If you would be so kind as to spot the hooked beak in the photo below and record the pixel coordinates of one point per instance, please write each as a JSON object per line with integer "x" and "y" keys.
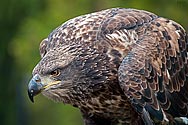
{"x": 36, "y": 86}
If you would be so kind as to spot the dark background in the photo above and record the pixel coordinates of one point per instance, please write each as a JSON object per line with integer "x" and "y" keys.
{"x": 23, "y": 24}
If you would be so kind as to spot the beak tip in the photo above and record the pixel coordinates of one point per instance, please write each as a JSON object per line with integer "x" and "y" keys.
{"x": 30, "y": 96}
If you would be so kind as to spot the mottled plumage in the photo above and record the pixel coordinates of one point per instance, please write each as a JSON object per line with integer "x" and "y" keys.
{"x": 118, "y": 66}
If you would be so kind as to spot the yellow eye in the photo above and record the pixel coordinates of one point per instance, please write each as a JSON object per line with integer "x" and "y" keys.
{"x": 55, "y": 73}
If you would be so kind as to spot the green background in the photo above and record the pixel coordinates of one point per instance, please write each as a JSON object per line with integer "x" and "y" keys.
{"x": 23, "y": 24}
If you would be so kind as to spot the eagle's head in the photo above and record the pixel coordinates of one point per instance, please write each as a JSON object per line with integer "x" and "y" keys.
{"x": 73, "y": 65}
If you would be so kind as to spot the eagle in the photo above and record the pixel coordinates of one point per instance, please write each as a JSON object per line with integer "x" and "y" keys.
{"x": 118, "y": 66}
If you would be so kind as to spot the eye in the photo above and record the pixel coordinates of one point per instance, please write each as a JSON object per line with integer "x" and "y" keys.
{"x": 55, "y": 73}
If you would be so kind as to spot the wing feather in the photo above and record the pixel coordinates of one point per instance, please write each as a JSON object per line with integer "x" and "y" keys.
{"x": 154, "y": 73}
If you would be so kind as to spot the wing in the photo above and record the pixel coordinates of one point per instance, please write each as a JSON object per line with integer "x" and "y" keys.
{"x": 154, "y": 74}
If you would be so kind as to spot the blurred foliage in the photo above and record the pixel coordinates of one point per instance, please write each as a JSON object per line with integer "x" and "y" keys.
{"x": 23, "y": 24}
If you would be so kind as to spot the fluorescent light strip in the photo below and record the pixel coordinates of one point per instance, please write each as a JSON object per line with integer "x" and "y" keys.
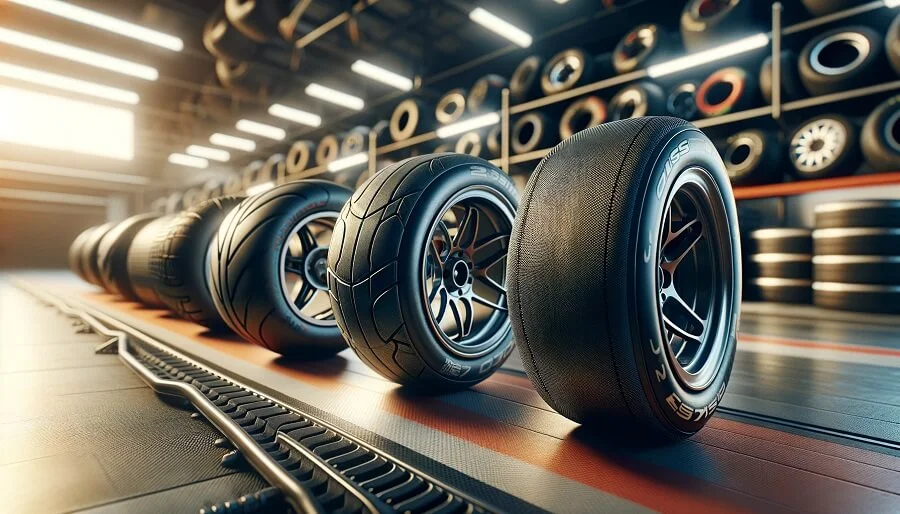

········

- **Task instructions**
The pictures are not part of the copy. Retype everything else in the entries exactly.

- **Exercise output**
If you would be so kind as to spot the hooked beak in the photo below and record the pixel coordinates of one point per instance, please write each as a JSON object per line with integer "x" and "y" keys.
{"x": 36, "y": 86}
If you would be so kind as to spot the dark background in the photo above and record the pixel coordinates of one point per instance, please write each as a JSON object per line with integer "x" and "y" keys.
{"x": 23, "y": 24}
If you would be so kind as to spot the beak tip in the photo above and record the pixel coordinates of one point per instance, please write each as a JSON object per line with integer "x" and "y" keys.
{"x": 30, "y": 96}
If you would be so kind as to spot the mottled plumage in the photo above and record the pixel coordinates of one point per instance, please write each as a JSON object per line with integer "x" and "y" keys.
{"x": 118, "y": 66}
If you would be so kind as to spot the yellow eye in the photo above and record the pixel coordinates of one point per instance, please write each as a JSON object per line with integer "x" and "y" keys.
{"x": 55, "y": 73}
If you would be so kind as to spot the green background in the photo above and record the pixel coordinates of one point per instance, please write each as a JSON object per line with integer "x" and "y" keys.
{"x": 23, "y": 24}
If you would be so kind as to spot the eagle's head in the photo above and record the pixel coordinates of one point per instance, please write each as a JSON object per line with integer "x" and "y" keys.
{"x": 73, "y": 65}
If you would be so kind as to spot the eagle in the photo above and record the pixel coordinates of one point per instance, please write each as a JSON object per line with integer "x" and "y" keys.
{"x": 118, "y": 66}
If you would be so kind as to spot the eye in the photo above and record the pixel coordinates of one point per instance, please write each as a JSON object per line with integer "x" and "y" keys.
{"x": 55, "y": 73}
If you would be so kind as to spot the wing feather in the photo above and record the pixel coordinates of one point per instance, please write each as a JSON object per line with integer "x" and "y" keys.
{"x": 154, "y": 73}
If you would be so kind as to spot the wing in the photo above and record the pixel coordinates of one point per instance, please write each as a JSON object per line with integer "x" and "y" keys.
{"x": 154, "y": 74}
If you would be so kind as to spot the blurred foliage in the photo above and record the pixel coordinates of one point per instance, please write each as a JSON object per line with integer "x" and "y" keys.
{"x": 23, "y": 24}
If you would be so kind as to spot the fluorescent light strip in the photo below and record the pixel coordinates of one point per instance, please write each as a JSON object per line with integer "x" and "y" keys.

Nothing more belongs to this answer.